### Stated exercise A
According to the speaker forum post, what results from the wide range omni design of the OHMs?

### Supplied passage
* * * * *

I like the newer KEF speaker technology a lot on paper. I've almost pulled the trigger a few times. If I ever do, a KEF/OHM comparison would be forthcoming. :)

Schubert, also keep in mind that the wide range omni design of the OHMs and the large "sweet spot" for listening that results is a big unique feature of the OHMs that many including myself value. THere are many speakers I have heard that sound top notch in teh sweet spot when set up right. But I often listen to my OHMs many feet away from the usual "sweet spot" and still come away 100% satisfied. WHat other speakers out there can do that and do all teh rest as well as OHM for the price? Not mbl, that's for sure. I'm pretty sure the most expensive OHMs do not cost as much new as the least expensive mbls, at least not in the USA.

* * * * *

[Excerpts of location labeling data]
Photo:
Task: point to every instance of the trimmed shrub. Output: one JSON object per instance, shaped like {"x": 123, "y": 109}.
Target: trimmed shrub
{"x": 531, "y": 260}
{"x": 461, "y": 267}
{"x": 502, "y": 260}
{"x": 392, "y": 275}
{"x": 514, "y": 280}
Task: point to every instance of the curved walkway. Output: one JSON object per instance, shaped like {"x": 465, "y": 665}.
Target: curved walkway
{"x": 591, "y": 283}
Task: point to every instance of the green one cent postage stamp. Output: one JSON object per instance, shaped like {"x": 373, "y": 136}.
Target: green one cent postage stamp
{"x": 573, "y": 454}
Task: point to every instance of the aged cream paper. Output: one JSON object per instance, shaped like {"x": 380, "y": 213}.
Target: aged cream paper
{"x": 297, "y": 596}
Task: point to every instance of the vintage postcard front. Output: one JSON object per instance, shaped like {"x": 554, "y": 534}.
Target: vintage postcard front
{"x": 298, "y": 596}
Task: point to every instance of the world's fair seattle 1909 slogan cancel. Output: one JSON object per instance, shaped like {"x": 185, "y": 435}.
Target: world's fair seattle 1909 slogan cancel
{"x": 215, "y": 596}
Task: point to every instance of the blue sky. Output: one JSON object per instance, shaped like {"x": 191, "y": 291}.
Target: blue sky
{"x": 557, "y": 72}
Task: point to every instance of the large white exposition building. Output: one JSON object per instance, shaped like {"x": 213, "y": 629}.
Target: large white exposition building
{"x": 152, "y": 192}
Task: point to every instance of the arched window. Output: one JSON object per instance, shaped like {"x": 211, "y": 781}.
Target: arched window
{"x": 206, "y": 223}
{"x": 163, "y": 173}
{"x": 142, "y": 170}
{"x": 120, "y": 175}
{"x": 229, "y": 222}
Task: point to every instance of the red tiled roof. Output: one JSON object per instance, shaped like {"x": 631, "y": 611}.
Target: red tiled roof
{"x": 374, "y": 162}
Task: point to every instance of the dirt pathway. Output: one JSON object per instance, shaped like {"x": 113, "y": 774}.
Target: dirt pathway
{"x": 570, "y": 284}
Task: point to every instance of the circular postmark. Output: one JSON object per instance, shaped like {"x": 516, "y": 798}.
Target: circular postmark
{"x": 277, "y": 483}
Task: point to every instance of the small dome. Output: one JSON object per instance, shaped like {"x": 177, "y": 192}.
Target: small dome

* * * * *

### Stated exercise B
Please report each line of the records that contains the string "postmark". Matching is case-sensitive.

### Finished answer A
A large "sweet spot" for listening.

### Finished answer B
Task: point to every instance of the circular postmark. Output: one JSON object per instance, shaped like {"x": 516, "y": 798}.
Target: circular postmark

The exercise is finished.